-- START OF EXERCISE INPUTS --

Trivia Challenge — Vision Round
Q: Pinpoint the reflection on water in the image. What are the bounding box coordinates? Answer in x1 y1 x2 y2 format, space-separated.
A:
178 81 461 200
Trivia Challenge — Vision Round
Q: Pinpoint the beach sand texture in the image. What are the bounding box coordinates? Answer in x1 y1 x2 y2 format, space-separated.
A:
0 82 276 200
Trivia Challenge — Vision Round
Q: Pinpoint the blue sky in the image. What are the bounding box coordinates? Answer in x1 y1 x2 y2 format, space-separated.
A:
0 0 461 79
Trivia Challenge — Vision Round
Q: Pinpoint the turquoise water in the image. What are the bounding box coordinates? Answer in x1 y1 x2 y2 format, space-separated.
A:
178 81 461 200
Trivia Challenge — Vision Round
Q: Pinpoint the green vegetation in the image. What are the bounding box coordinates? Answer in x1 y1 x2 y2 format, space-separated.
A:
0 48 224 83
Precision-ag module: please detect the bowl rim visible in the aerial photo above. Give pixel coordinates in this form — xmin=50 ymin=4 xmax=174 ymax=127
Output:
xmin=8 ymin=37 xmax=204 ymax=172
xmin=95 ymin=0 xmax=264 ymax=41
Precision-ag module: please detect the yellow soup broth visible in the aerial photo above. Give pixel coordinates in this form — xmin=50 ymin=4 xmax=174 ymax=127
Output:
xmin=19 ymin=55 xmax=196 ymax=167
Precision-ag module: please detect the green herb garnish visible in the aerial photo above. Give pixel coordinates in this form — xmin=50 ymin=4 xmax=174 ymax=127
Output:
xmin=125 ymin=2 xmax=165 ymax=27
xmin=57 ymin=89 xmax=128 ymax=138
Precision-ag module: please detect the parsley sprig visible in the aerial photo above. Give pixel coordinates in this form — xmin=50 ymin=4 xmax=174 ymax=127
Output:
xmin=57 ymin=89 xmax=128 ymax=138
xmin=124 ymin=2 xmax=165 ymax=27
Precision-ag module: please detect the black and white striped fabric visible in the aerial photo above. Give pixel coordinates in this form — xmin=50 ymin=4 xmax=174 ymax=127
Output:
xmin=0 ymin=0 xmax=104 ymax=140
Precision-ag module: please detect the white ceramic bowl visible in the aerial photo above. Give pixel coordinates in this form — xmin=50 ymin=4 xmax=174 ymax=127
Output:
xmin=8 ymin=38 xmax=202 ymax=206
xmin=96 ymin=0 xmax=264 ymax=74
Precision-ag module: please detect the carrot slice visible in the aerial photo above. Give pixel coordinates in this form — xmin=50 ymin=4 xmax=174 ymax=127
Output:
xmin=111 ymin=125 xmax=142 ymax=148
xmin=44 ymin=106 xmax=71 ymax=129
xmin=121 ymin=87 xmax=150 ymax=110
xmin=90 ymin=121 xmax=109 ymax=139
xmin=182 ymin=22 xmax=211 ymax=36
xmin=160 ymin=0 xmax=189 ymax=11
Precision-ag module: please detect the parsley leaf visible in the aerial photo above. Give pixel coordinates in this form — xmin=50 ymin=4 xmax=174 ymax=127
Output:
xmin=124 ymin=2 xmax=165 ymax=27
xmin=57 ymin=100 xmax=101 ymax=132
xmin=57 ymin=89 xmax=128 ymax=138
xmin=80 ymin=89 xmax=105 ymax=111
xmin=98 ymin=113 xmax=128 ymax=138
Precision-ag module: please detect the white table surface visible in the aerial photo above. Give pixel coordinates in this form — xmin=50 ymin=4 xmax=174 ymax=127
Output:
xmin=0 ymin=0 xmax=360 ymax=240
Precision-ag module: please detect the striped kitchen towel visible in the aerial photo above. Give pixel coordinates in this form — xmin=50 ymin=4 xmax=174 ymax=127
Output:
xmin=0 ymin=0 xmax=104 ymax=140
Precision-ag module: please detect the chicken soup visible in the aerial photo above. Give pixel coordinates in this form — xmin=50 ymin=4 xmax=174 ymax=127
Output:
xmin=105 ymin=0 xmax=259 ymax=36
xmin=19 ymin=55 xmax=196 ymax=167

-- END OF EXERCISE INPUTS --

GIVEN REQUEST: Reproduce the data between the line containing "Precision-ag module: please detect the bowl" and the line containing "xmin=95 ymin=0 xmax=264 ymax=41", inclusive, swapping "bowl rim" for "bowl edge" and leaving everything else unchanged.

THE COMPLETED TASK:
Precision-ag module: please detect the bowl edge visible in the aerial photo above. Give pixel coordinates in this form — xmin=50 ymin=4 xmax=174 ymax=127
Output:
xmin=8 ymin=37 xmax=204 ymax=172
xmin=95 ymin=0 xmax=264 ymax=41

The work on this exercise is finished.